### Your objective:
Starting at the first line of the items and stopping after the line that contains "x=414, y=350", rewrite those lines with "terracotta roof" replaced by "red tile roof" and everything else unchanged.

(Dataset excerpts on pointing at objects)
##############################

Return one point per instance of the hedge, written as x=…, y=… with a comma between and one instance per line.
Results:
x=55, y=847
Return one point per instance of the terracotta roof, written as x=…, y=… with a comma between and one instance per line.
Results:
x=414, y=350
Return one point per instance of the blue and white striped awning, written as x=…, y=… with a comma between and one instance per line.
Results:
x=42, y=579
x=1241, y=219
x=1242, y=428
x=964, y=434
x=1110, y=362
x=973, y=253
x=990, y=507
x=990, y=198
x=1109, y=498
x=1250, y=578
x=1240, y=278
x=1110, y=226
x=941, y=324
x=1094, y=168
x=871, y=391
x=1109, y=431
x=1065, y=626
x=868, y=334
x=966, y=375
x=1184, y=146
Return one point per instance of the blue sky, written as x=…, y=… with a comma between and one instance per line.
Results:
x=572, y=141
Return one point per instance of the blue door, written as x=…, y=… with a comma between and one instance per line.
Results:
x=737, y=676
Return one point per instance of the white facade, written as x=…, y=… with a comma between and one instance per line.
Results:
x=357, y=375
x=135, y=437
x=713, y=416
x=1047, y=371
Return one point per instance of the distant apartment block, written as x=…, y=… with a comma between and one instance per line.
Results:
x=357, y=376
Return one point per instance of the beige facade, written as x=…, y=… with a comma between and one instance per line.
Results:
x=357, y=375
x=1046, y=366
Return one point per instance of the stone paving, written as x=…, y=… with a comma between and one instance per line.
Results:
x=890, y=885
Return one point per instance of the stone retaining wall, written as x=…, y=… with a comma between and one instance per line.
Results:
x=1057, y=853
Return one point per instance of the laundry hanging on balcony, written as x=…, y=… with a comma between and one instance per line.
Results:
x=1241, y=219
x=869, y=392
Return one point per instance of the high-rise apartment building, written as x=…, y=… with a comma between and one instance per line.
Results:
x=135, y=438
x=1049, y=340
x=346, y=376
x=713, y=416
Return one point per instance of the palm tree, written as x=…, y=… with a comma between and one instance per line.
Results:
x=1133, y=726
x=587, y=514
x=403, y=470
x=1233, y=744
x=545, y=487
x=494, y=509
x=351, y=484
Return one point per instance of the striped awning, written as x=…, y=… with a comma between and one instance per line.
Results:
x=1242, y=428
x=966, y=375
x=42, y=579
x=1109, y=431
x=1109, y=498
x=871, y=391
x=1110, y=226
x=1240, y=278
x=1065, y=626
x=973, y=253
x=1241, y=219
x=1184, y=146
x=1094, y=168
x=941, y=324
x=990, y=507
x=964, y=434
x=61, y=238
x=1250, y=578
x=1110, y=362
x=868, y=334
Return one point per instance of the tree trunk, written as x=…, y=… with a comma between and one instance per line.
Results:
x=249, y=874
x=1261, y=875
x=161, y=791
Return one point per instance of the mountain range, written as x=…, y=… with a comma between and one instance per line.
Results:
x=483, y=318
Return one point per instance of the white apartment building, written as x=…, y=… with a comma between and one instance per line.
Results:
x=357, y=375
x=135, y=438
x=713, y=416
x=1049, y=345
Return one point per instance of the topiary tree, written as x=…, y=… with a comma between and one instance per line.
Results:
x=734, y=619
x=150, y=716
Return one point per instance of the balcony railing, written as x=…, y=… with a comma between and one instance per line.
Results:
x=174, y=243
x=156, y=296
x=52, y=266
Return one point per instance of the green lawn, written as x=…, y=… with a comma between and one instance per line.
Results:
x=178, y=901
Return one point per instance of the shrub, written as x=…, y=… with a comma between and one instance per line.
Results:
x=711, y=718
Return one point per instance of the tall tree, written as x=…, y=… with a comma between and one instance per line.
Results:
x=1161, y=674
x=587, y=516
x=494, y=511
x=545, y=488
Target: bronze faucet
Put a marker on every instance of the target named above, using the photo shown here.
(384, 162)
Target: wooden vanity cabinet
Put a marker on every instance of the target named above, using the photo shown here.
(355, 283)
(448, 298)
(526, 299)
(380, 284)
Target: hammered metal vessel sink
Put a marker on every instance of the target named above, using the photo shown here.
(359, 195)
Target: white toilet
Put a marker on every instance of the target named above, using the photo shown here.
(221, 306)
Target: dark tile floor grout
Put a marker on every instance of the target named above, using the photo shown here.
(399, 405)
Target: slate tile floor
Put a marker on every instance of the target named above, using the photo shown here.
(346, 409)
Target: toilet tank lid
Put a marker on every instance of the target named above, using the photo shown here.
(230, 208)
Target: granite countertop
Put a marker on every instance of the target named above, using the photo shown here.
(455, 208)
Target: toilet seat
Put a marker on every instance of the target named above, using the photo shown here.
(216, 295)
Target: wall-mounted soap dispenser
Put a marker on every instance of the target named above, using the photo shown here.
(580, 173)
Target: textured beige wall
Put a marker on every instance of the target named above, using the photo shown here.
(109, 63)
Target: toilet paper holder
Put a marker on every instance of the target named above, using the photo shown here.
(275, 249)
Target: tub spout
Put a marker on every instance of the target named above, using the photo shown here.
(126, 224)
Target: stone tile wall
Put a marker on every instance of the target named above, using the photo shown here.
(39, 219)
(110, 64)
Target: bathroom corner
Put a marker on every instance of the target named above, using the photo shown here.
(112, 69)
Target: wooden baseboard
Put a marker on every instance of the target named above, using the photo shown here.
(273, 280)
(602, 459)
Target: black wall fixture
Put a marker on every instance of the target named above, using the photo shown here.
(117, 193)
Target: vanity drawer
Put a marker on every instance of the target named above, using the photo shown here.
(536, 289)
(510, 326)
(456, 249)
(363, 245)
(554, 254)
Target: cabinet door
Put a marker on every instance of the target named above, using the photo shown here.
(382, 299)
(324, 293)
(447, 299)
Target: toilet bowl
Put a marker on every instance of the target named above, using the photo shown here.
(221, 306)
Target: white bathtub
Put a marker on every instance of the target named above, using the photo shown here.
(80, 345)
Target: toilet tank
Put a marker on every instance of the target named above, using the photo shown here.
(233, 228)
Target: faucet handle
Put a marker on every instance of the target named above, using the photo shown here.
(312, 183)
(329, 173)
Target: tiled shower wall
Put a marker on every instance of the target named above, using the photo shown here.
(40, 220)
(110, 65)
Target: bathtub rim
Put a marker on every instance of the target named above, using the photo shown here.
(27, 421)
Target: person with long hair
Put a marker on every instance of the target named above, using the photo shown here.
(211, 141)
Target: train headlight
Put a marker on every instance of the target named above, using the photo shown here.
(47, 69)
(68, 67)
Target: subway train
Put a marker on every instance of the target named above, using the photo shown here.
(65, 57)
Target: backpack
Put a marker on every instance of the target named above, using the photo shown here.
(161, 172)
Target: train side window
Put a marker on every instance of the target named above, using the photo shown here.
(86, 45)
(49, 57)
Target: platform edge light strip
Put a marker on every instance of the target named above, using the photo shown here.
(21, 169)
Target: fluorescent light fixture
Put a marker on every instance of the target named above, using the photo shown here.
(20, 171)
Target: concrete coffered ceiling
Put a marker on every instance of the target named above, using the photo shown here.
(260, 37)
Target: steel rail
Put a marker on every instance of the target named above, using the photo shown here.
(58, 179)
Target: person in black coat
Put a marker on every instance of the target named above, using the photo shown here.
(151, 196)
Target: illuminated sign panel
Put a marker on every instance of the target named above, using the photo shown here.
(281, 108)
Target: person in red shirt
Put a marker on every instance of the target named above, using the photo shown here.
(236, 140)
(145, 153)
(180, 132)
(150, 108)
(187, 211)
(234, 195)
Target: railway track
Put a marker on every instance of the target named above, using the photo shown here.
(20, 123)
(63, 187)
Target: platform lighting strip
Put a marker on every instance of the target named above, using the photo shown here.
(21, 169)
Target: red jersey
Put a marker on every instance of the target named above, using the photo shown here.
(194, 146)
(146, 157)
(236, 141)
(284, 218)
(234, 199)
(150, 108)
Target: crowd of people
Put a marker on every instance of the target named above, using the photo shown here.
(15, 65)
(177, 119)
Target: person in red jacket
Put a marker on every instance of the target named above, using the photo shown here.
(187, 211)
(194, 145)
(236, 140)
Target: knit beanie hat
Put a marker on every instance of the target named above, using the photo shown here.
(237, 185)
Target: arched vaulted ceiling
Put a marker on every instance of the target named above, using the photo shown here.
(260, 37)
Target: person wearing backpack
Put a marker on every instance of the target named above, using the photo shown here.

##############################

### Solution below:
Return one point per instance of the hedge, written as x=…, y=… with a comma between and one instance per line.
Results:
x=55, y=847
Return one point per instance of the red tile roof, written as x=…, y=… with a comma between and one instance per line.
Results:
x=414, y=350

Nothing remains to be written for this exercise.